**Entries provided:**
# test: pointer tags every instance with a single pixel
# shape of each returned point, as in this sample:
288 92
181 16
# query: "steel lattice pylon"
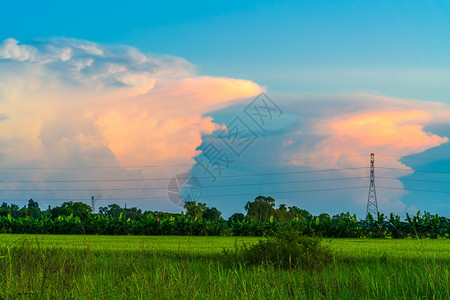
372 205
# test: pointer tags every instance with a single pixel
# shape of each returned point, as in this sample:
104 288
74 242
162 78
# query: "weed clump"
287 249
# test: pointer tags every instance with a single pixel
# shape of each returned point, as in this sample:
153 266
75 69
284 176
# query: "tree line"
262 218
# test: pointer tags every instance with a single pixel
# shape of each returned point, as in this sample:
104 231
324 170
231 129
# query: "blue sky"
392 54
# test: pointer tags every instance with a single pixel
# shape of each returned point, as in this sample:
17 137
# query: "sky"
280 98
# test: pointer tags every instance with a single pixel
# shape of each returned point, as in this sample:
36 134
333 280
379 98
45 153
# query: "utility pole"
372 205
93 204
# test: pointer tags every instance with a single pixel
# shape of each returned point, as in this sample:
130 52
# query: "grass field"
180 267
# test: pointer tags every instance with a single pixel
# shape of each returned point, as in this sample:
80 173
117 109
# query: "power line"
205 196
171 165
164 188
413 190
412 171
415 180
200 177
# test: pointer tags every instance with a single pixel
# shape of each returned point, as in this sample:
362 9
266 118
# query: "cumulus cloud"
340 132
66 102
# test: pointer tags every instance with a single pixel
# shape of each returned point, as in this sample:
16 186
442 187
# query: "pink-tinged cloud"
71 103
143 109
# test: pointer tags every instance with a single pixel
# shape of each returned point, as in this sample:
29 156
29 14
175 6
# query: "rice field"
182 267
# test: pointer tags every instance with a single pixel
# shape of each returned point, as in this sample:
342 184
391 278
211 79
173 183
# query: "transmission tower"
372 205
93 204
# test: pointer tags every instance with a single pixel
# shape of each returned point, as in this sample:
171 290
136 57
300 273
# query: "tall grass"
33 268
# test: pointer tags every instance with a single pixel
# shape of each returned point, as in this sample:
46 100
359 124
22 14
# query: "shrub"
287 249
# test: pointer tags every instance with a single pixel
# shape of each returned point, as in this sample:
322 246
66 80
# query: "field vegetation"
180 267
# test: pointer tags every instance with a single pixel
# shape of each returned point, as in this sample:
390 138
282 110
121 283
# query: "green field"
180 267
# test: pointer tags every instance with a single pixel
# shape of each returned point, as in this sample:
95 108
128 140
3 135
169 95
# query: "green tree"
212 214
261 209
195 210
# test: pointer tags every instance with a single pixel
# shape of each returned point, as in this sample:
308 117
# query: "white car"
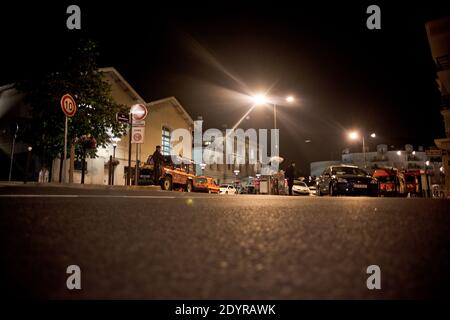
300 188
227 189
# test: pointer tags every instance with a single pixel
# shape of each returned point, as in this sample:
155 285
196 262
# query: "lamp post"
12 152
203 166
262 99
115 140
30 148
354 135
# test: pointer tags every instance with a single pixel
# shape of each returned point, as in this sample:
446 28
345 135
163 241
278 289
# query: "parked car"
312 190
205 184
389 181
300 188
227 189
346 180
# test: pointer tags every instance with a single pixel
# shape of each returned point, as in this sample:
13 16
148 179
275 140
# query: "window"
165 141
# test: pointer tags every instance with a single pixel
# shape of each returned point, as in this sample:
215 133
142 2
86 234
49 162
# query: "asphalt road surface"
172 245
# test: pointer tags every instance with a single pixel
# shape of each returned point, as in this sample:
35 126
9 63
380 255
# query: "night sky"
209 56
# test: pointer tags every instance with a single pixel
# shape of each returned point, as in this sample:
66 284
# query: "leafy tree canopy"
78 76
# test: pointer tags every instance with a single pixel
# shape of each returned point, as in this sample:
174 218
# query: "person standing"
158 160
290 175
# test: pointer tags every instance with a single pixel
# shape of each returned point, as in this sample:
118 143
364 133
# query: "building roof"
135 96
175 103
123 83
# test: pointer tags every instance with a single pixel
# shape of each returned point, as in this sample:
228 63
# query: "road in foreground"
172 245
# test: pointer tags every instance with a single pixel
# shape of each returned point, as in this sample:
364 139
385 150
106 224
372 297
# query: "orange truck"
171 176
388 181
205 184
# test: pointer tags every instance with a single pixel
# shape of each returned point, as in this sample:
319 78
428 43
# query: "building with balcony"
438 32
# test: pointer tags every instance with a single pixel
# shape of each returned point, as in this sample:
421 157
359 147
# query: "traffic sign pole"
129 151
69 107
65 151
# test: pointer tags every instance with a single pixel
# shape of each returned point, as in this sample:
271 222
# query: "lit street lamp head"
290 99
259 99
353 135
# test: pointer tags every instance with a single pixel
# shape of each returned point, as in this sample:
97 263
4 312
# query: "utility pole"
12 151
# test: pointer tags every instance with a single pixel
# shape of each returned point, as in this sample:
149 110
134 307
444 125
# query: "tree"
78 75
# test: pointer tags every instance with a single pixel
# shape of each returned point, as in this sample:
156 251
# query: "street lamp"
203 166
354 135
30 148
114 140
260 99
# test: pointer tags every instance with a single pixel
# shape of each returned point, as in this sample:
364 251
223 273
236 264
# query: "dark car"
346 180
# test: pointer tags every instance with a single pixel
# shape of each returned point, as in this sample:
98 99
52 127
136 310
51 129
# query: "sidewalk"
75 185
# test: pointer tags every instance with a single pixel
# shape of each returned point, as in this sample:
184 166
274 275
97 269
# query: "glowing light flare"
353 135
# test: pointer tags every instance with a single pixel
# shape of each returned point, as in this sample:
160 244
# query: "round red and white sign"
139 111
68 105
137 137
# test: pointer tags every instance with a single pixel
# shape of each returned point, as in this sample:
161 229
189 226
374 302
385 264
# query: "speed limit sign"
68 105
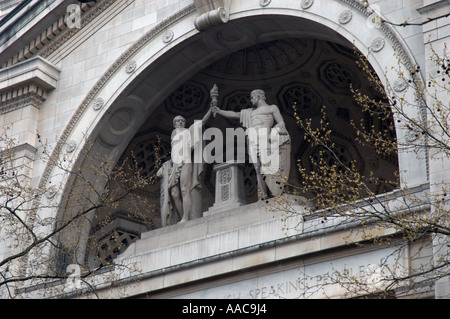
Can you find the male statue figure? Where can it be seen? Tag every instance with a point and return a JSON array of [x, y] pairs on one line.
[[264, 124], [180, 176]]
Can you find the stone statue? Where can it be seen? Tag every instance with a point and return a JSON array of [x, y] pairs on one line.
[[264, 125], [181, 197]]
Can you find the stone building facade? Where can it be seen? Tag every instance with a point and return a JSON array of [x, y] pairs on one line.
[[104, 79]]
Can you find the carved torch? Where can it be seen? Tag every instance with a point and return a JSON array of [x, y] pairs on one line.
[[214, 93]]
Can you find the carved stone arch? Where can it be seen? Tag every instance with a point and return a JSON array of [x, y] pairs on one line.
[[117, 82]]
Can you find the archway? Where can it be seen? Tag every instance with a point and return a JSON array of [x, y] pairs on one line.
[[154, 82]]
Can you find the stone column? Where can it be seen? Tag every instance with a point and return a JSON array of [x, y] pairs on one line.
[[229, 187]]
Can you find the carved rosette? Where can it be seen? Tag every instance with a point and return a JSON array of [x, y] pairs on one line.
[[400, 85], [168, 36], [98, 104], [130, 67], [71, 146]]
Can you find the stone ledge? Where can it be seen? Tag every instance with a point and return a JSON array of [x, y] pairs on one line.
[[35, 70]]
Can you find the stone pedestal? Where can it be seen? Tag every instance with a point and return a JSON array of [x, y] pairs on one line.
[[229, 188]]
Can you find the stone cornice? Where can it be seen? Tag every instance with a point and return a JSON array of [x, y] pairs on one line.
[[36, 69]]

**Assigned task:** When copying the entries, drop the images and keep every line exact.

**Response to this exercise:**
# test: pointer tags every instance with a single pixel
# shape of each returned point, as in this sample:
288 92
181 16
# query: "steel lattice pylon"
372 205
# test: pointer tags every instance with a single pixel
# shape of each returned point, as in this sample:
104 288
74 242
162 78
# query: "weed clump"
287 249
# test: pointer tags every instance with a single pixel
# shape of each returned point, as in this sample:
153 266
75 69
284 176
# query: "tree line"
262 218
# test: pointer tags every instance with a single pixel
# shape of each returned point, as in this sample:
104 231
324 170
231 129
# query: "blue sky"
392 54
# test: pointer tags every instance with a single pixel
# shape of each returned point, as in this sample:
17 137
# query: "sky"
280 98
# test: pointer tags every instance with a single pixel
# shape of each returned point, as in this sample:
36 134
333 280
379 98
45 153
# query: "utility pole"
372 205
93 204
# test: pointer tags every instance with a single pixel
# shape of each returned point, as in this sample:
130 52
# query: "grass field"
180 267
# test: pointer tags every instance with a single pixel
# shape of each returned point, as in this sample:
80 173
117 109
# query: "power line"
205 196
171 165
164 188
413 190
412 171
415 180
200 177
# test: pointer tags every instance with a single pixel
# shape of each returned point, as in this sample:
362 9
266 118
# query: "cumulus cloud"
340 132
66 102
# test: pointer tags every instance with a single pixel
# shape of each returned point, as in this sample:
16 186
442 187
# query: "pink-tinged cloud"
71 103
143 109
# test: pointer tags every instance with a single pixel
# shape of each returned point, as in this sample:
29 156
29 14
175 6
# query: "rice field"
182 267
# test: pointer tags every instance with a single pixel
# shape of each returned point, as in this sample:
342 184
391 278
211 79
173 183
# query: "transmission tower"
372 205
93 204
# test: pointer tags every instance with a single pixel
# shape of each returned point, as in this sample:
171 290
136 57
300 273
# query: "tall grass"
33 268
# test: pointer tags every instance with a single pixel
# shape of each returned point, as in this sample:
46 100
359 124
22 14
# query: "shrub"
287 249
# test: pointer tags every instance with a single pixel
# shape of each returned point, as in this sample:
322 246
66 80
# query: "field vegetation"
180 267
# test: pointer tags every instance with a single pixel
# shape of each returned point, as in this sample:
390 138
282 110
121 283
# query: "green field"
180 267
# test: pointer tags every instance with a single pixel
# shape of each returned point, as in this sample:
95 108
128 140
3 135
169 95
# query: "green tree"
212 214
261 209
195 210
# test: pointer tags every instance with a single pixel
# shape of each returned point, as in this sample:
308 117
# query: "white car"
300 188
227 189
# test: pointer tags every instance with a single pixel
# shape of each returned point, as in this sample:
155 285
196 262
# query: "lamp post"
12 152
203 166
262 99
115 140
30 148
354 135
# test: pointer tags every instance with a single pixel
# shape of each returned point, as in this sample:
446 28
345 135
163 241
278 289
# query: "parked car"
312 190
205 184
389 181
300 188
227 189
346 180
# test: pointer tags every instance with a single pixel
# shape of each returned point, as in this sample:
13 16
148 179
275 140
# query: "window"
165 141
# test: pointer tags every instance with a single pixel
# shape of each returned point, as in this sample:
215 133
142 2
86 234
49 162
# query: "asphalt road surface"
172 245
# test: pointer tags every instance with a single pixel
# shape of each returned point, as in this sample:
35 126
9 63
380 255
# query: "night sky"
209 56
# test: pointer tags every instance with a single pixel
# shape of each returned point, as in this sample:
66 284
# query: "leafy tree canopy"
78 76
# test: pointer tags every instance with a single pixel
# shape of each returned point, as in this sample:
174 218
# query: "person standing"
158 160
290 175
# test: pointer tags every instance with a single pixel
# shape of each returned point, as in this sample:
118 143
364 133
# query: "building roof"
135 96
175 103
123 83
# test: pointer tags every instance with a single pixel
# shape of each returned point, as in this sample:
228 63
# query: "road in foreground"
172 245
# test: pointer tags every instance with a single pixel
# shape of each returned point, as in this sample:
364 139
385 150
106 224
372 297
# query: "orange truck"
171 176
388 181
205 184
# test: pointer tags every instance with a single pixel
# shape of each returned point, as in this sample:
319 78
428 43
# query: "building with balcony"
438 32
# test: pointer tags every instance with a single pixel
# shape of each returned point, as in this sample:
421 157
359 147
# query: "traffic sign pole"
129 151
69 107
65 151
# test: pointer tags every instance with a single pixel
# shape of each returned point, as in this sample:
271 222
# query: "lit street lamp head"
290 99
259 99
353 135
# test: pointer tags every instance with a single pixel
# shape of each returned point, as in this sample:
97 263
4 312
# query: "utility pole"
12 151
# test: pointer tags every instance with a single pixel
# shape of each returned point, as in this sample:
149 110
134 307
444 125
# query: "tree"
78 75
# test: pointer tags every instance with a single pixel
# shape of each returned point, as in this sample:
156 251
# query: "street lamp"
203 166
354 135
30 148
114 140
260 99
# test: pointer tags every instance with a single pixel
# shape of each returned point, as in this sample:
364 251
223 273
236 264
# query: "dark car"
346 180
# test: pointer tags every instance with a single pixel
# shape of each returned point, as in this sample:
98 99
52 127
136 310
51 129
# query: "sidewalk"
75 185
# test: pointer tags every instance with a single pixel
# shape of each returned point, as in this sample:
184 166
274 275
97 269
# query: "glowing light flare"
353 135
# test: pointer tags every instance with a single pixel
# shape of each returned point, as in this sample:
160 244
# query: "round red and white sign"
139 111
68 105
137 137
# test: pointer tags every instance with a single pixel
# shape of each returned point, as in this sample:
161 229
189 226
374 302
385 264
# query: "speed limit sign"
68 105
Can you find the male statue figure? Where can it be seen? Tag every instance with a point and return a JSON array of [x, y] pairs on one line.
[[264, 124], [180, 176]]
Can you find the stone statue? Where can it be seen? Tag every instance with a point and return a JSON array of [x, y] pairs on one line.
[[264, 125], [181, 197]]
Can you find the stone building facade? Where can it be seen? Tag every instance with a point and return a JSON array of [x, y] pairs on one line.
[[104, 79]]
Can you find the carved torch? Where can it be seen? Tag every instance with a point and return a JSON array of [x, y] pairs on one line.
[[214, 93]]
Can you find the carved stone arch? Where can it be seen? Tag every instance with a point and return a JSON array of [x, y] pairs on one line.
[[117, 82]]
Can you find the archway? Where can it be seen? Tag every instance with a point and return a JSON array of [x, y] pairs on one line.
[[154, 82]]
Can you find the stone column? Where can it be seen? Tag every instance with a point and return a JSON array of [x, y] pairs on one line.
[[229, 187]]
Can you find the carved rosette? Where can it be seen? Tag every instance with a point and return a JSON array of [x, y] pairs on one line.
[[400, 85], [168, 36], [98, 104], [130, 67], [71, 146]]
Can you find the stone ledge? Where can it be seen? Tag every instance with a point and return a JSON array of [x, y] pairs on one line.
[[35, 70]]
Can you find the stone pedestal? Where can it be seen? Tag every instance with a point and return a JSON array of [x, y] pairs on one line.
[[229, 188]]
Can you find the stone cornice? Where can it be seen? Tag every instance with a point and return a JSON array of [x, y] pairs on one line.
[[36, 69]]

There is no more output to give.